Labeled points data:

^^^^^^^^

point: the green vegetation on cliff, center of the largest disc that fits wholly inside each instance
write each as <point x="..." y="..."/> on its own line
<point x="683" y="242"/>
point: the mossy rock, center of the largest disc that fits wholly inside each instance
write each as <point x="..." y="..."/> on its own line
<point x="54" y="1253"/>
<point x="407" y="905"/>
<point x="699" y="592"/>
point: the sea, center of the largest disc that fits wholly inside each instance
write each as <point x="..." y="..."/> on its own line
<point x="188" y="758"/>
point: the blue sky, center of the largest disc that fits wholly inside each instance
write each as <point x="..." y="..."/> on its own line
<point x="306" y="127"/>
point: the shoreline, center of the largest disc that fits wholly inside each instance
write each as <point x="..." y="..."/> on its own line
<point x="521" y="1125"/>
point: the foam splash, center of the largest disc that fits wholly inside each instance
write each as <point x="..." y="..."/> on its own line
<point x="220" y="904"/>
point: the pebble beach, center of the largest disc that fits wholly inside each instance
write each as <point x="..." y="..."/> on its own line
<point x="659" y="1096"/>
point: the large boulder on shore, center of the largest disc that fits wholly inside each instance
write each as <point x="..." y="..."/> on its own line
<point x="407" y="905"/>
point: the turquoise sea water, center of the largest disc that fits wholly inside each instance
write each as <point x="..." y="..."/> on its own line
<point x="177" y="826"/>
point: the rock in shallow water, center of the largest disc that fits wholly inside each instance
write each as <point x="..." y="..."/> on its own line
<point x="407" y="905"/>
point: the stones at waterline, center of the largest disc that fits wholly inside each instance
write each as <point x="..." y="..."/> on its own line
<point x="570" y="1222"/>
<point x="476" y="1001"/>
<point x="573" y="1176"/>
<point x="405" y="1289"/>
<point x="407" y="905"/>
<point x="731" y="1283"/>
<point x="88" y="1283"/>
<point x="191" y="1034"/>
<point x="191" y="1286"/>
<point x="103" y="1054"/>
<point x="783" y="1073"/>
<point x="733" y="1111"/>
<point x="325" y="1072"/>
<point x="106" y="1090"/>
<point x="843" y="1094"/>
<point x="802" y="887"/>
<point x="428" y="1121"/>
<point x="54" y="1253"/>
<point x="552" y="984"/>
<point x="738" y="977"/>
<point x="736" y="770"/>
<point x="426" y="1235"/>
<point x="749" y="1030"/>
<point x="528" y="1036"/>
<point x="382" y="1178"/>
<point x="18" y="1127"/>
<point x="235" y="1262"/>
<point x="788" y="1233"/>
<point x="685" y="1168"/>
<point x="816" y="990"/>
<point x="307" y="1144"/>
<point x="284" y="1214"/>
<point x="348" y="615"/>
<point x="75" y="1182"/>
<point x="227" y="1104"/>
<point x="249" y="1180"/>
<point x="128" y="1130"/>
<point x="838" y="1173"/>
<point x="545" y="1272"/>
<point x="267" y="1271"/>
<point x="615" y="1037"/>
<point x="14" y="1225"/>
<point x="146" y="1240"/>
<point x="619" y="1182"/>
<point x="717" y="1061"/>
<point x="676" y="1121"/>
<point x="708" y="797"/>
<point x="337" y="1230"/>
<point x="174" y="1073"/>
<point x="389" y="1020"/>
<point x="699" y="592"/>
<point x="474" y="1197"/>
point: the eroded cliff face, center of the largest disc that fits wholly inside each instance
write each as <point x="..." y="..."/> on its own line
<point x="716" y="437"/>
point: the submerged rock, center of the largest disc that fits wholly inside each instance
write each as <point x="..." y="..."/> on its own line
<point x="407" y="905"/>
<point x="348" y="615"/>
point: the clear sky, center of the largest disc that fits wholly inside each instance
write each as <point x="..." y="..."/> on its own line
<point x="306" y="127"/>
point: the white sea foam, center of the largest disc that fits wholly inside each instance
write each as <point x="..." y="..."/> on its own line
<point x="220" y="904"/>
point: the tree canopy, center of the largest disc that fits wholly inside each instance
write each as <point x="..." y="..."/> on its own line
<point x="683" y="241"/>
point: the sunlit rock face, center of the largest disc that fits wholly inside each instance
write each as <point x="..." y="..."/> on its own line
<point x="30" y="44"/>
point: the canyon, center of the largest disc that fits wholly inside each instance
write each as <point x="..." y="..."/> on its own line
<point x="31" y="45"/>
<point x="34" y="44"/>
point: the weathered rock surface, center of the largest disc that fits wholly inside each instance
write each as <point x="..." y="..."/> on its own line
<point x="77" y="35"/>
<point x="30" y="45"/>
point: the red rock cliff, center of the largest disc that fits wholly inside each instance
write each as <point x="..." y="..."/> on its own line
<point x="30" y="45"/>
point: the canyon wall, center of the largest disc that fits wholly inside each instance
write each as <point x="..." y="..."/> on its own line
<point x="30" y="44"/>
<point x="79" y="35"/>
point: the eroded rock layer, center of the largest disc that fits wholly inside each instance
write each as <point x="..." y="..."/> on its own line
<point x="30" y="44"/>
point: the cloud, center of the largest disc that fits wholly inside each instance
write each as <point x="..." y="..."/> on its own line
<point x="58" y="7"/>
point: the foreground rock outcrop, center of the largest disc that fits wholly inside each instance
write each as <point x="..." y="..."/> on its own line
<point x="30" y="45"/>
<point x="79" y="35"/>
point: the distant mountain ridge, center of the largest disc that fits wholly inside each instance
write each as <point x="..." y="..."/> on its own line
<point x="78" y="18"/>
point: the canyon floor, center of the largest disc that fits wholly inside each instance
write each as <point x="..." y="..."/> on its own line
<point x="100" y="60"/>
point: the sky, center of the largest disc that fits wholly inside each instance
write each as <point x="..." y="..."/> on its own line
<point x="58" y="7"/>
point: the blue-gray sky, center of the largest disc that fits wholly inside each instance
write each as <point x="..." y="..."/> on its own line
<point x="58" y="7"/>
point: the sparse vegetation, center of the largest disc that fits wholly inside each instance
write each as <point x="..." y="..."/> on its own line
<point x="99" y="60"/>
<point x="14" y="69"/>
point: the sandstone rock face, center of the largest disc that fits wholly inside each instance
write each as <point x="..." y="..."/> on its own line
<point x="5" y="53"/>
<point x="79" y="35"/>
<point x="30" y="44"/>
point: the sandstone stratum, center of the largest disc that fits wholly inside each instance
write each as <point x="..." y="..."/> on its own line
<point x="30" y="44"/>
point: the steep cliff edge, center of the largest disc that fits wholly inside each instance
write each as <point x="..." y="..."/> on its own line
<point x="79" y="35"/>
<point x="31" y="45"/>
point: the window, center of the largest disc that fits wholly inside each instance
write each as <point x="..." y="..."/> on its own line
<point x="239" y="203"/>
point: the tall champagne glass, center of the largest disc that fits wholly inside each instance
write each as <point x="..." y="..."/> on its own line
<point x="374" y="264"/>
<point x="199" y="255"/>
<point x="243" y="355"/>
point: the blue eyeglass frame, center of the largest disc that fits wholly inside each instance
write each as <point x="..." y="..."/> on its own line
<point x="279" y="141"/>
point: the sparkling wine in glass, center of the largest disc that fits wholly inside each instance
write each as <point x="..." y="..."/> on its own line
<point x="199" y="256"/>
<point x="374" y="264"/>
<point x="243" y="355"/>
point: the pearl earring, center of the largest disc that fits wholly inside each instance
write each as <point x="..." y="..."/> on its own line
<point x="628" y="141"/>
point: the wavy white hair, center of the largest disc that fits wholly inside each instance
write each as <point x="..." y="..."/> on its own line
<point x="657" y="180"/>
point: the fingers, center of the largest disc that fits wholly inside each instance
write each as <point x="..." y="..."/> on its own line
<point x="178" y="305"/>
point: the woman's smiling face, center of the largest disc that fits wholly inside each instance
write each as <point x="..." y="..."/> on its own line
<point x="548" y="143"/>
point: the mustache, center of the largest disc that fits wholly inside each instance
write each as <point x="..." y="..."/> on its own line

^^^^^^^^

• What the task requires
Rewrite the stretch of the data above, from the line containing "point: the sparkling" through the end, as a numbered list with blank lines left out.

• Written reply
1. point: the sparkling wine in glass, center of the largest disc that fits wholly inside each instance
2. write each as <point x="..." y="..."/> on its own line
3. <point x="199" y="256"/>
4. <point x="374" y="264"/>
5. <point x="243" y="355"/>
6. point: the pearl earring, center of the largest disc that fits wholly inside each instance
7. write each as <point x="..." y="..."/> on its own line
8. <point x="628" y="141"/>
9. point: the wavy white hair, center of the largest disc that fits wholly inside each instance
10. write each as <point x="..." y="..."/> on its own line
11. <point x="657" y="180"/>
12. point: the fingers, center of the largest disc that fits wholly inside each instance
13. write each as <point x="..." y="..."/> on its own line
14. <point x="178" y="305"/>
15. point: the woman's smiling face, center of the largest disc that fits wholly inside each instance
16. write each as <point x="..." y="..."/> on its own line
17. <point x="548" y="143"/>
18. point: the mustache, center of the largest disc that fits wholly inside each instance
19. write each as <point x="..." y="..."/> on its own line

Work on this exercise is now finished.